Entries drawn from a collection:
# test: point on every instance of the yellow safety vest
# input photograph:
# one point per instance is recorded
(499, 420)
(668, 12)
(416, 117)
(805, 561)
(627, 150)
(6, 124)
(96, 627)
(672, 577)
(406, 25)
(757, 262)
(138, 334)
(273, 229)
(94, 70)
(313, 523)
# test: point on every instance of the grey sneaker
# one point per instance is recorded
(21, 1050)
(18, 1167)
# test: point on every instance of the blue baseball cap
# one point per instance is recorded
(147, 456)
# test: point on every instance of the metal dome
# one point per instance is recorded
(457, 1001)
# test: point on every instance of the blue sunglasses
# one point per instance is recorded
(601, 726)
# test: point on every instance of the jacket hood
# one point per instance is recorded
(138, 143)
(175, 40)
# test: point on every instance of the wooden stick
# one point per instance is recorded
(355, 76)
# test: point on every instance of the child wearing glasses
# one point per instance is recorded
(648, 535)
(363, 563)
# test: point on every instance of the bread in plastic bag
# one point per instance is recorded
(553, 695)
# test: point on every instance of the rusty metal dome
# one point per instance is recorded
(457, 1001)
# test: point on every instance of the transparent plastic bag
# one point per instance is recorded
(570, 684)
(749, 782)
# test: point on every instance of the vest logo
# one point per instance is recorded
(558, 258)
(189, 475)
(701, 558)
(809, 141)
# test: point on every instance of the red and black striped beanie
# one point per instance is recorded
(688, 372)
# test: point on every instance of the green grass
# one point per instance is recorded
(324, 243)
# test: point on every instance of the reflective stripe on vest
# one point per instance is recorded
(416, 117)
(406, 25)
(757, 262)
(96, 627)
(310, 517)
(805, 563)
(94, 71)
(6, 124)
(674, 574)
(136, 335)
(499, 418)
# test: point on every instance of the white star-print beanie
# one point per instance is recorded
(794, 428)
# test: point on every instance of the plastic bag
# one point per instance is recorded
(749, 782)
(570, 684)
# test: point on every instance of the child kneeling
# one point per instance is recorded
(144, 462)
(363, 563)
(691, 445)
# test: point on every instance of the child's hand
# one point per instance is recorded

Exercise description: Convert the records from the line holding "# test: point on every instance of the red" through the last line of the records, both inclusive, into a Markdown table with the columns No. and Line. Leave out any blank lines.

Reply to the task:
| No. | Line |
|---|---|
| 1 | # test: point on every instance of the red and black striped beanie |
| 2 | # one point per instance is recorded |
| 3 | (688, 372) |
| 4 | # test: point on every instance of the green grass |
| 5 | # one point per instance is recorded |
| 6 | (324, 243) |
| 7 | # test: point on every instance of the reflective stripe on vest |
| 8 | # one point per instance is recorded |
| 9 | (416, 117) |
| 10 | (406, 25) |
| 11 | (757, 262) |
| 12 | (96, 627) |
| 13 | (310, 517) |
| 14 | (805, 563) |
| 15 | (94, 71) |
| 16 | (6, 124) |
| 17 | (674, 574) |
| 18 | (136, 335) |
| 19 | (499, 418) |
| 20 | # test: point on every instance of the white star-print beanie |
| 21 | # one point per instance is recorded |
| 22 | (794, 428) |
| 23 | # test: point on every instance of the plastic bag |
| 24 | # one point per instance is recorded |
| 25 | (749, 782) |
| 26 | (570, 684) |
| 27 | # test: point on every instance of the child kneeling |
| 28 | # one point per instance is recorded |
| 29 | (144, 462) |
| 30 | (363, 563) |
| 31 | (691, 445) |
| 32 | # test: point on every instance of the child's hand |
| 33 | # one point per instance is recorded |